**Material supplied**.

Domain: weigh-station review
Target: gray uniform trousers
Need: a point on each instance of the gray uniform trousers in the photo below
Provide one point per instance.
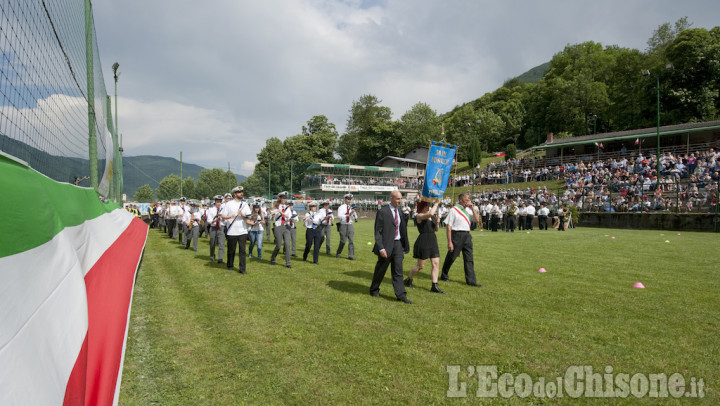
(326, 234)
(347, 232)
(293, 237)
(282, 235)
(192, 234)
(217, 239)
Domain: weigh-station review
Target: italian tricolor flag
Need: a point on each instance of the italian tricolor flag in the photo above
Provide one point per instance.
(67, 271)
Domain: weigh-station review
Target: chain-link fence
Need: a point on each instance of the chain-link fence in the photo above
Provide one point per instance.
(54, 108)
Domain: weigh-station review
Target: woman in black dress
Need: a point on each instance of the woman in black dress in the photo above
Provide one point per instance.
(426, 244)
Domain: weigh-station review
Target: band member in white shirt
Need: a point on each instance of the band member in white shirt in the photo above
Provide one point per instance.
(171, 219)
(236, 213)
(192, 223)
(459, 238)
(282, 213)
(542, 216)
(181, 229)
(217, 229)
(256, 230)
(529, 216)
(294, 219)
(347, 216)
(312, 235)
(326, 226)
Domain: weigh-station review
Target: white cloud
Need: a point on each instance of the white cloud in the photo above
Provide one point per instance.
(216, 79)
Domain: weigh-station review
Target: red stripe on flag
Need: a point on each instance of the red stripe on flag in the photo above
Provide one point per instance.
(109, 286)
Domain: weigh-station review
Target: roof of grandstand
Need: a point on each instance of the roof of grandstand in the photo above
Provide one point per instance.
(359, 167)
(632, 134)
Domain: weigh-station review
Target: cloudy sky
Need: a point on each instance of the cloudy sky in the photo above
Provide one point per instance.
(216, 78)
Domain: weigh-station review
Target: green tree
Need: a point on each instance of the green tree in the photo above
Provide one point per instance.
(189, 188)
(144, 194)
(418, 126)
(662, 37)
(169, 188)
(693, 82)
(369, 133)
(510, 151)
(215, 181)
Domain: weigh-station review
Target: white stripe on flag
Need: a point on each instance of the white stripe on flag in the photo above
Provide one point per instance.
(43, 309)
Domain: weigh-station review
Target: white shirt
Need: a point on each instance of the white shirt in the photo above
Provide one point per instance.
(282, 211)
(258, 226)
(326, 216)
(396, 215)
(343, 214)
(241, 210)
(457, 221)
(212, 217)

**Requirements**. Report how many lines in the material above contain the string "white", counting only matches with the same capitalization. Give the number alone.

**Result of this task**. 8